## To do
After locating the line with "object_class: young man in black shirt", reproduce that line and every one following it exactly, up to the end of the entries.

## Dataset entries
-- Opening Marker --

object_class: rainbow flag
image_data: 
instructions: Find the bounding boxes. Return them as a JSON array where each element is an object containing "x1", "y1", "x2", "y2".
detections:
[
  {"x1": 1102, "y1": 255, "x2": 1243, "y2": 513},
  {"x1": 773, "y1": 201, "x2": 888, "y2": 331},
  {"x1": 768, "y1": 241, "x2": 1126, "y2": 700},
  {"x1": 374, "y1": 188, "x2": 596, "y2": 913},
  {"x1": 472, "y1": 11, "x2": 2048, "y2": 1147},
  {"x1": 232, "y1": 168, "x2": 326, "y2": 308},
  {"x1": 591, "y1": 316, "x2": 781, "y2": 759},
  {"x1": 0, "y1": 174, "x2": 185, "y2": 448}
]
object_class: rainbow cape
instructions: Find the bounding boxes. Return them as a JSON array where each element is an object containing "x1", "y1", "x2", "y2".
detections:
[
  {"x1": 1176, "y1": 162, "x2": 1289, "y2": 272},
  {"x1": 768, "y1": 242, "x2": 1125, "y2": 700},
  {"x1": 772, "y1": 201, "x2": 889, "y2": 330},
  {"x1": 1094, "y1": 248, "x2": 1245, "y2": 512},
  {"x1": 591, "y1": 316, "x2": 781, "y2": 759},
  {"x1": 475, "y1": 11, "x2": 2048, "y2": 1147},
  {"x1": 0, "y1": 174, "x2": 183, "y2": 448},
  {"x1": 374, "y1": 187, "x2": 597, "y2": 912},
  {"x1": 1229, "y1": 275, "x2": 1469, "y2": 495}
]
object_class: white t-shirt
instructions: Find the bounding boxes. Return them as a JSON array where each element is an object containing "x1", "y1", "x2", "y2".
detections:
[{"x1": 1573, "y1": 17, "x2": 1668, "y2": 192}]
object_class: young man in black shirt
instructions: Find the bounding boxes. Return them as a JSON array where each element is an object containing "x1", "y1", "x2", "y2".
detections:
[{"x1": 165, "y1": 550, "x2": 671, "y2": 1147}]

-- Closing Marker --

## Answer to the exercise
object_class: young man in black shirt
instructions: Find the bounding boxes. Return them as a JSON array where each element is an object containing "x1", "y1", "x2", "y2".
detections:
[{"x1": 165, "y1": 550, "x2": 671, "y2": 1147}]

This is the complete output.